Exercise prompt:
Exactly as they appear, copy the lines of the listing from the one containing "[ ] locate the pothole in rock" through the final line, both included, and nothing else.

Data for processing:
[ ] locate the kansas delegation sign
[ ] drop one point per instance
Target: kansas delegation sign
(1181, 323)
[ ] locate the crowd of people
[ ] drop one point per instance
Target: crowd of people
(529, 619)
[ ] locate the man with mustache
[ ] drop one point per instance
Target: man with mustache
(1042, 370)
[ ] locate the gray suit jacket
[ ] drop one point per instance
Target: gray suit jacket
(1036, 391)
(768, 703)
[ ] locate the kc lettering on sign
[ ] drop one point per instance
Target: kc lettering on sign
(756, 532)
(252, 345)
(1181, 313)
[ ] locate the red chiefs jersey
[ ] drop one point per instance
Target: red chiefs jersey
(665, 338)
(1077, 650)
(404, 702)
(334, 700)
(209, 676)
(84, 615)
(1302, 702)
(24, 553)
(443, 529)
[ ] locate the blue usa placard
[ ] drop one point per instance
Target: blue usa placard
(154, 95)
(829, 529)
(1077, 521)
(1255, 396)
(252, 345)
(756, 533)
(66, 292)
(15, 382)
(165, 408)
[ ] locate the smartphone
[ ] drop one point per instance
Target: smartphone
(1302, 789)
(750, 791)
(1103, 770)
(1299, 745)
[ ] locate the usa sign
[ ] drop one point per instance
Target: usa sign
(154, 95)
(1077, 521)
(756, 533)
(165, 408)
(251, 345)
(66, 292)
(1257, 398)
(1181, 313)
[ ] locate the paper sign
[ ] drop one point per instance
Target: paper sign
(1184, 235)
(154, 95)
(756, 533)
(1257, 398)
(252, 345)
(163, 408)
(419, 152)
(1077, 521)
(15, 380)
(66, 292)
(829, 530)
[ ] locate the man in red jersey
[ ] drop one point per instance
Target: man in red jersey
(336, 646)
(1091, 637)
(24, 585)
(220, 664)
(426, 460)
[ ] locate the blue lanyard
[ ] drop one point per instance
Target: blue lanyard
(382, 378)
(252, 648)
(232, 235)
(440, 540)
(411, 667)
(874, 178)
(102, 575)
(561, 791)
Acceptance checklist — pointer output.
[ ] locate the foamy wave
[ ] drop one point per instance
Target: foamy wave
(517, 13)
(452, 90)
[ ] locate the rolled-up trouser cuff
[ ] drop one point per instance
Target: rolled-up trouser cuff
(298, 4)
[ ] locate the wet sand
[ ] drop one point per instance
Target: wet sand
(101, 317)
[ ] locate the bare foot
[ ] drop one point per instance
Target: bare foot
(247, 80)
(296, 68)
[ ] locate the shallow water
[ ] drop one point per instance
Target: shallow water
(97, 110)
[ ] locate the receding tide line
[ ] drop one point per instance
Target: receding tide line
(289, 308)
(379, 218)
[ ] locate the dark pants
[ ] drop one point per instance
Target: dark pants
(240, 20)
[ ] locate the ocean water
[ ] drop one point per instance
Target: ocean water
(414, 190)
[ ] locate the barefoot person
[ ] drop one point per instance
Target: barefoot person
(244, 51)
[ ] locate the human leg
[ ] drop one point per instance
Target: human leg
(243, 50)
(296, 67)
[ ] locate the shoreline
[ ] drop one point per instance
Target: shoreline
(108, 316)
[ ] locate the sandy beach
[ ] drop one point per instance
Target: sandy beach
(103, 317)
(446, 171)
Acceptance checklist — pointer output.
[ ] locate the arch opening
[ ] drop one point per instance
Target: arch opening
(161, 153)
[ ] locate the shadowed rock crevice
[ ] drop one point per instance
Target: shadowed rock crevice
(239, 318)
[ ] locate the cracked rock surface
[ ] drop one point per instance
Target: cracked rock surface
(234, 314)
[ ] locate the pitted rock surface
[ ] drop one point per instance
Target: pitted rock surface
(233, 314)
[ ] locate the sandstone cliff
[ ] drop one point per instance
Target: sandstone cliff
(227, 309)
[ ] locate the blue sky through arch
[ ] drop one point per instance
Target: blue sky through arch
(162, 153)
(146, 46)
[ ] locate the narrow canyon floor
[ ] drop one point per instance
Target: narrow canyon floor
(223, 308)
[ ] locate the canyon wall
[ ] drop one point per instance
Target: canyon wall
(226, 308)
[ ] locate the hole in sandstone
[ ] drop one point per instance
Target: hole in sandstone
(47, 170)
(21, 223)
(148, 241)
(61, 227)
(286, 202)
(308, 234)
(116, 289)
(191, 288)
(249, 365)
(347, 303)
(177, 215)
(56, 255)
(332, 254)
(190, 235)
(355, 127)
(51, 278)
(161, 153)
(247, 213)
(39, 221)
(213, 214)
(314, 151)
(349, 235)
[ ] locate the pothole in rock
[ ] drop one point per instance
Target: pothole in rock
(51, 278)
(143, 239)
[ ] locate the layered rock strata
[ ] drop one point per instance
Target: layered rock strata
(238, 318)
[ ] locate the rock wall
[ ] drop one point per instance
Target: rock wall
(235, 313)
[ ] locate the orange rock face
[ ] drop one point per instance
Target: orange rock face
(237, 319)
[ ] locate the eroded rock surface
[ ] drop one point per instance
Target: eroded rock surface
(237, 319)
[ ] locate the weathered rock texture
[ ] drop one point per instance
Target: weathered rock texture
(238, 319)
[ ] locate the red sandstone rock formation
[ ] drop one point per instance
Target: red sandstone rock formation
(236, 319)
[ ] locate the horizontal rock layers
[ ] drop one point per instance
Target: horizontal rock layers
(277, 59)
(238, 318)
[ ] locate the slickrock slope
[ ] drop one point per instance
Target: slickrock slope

Response to this exercise:
[ ] locate the pothole in rock
[ ] drop one point per instance
Target: pothole in rock
(51, 278)
(143, 239)
[ ] locate the layered rock strata
[ ] drop one point per instance
Target: layered rock strata
(238, 318)
[ ] locate the rock wall
[ ] drop one point per instance
Target: rock wall
(235, 313)
[ ] locate the orange rock face
[ ] drop one point per instance
Target: orange rock face
(237, 319)
[ ] locate the eroded rock surface
[ ] drop one point per instance
Target: eroded rock surface
(237, 319)
[ ] locate the weathered rock texture
[ ] drop one point per instance
Target: weathered rock texture
(238, 319)
[ ] locate the red sandstone rock formation
[ ] drop one point per instance
Target: red sandstone rock formation
(236, 319)
[ ] locate the horizontal rock layers
[ ] drop one point per instance
Target: horizontal rock layers
(277, 59)
(238, 318)
[ ] locate the slickrock slope
[ ] drop one point per instance
Target: slickrock slope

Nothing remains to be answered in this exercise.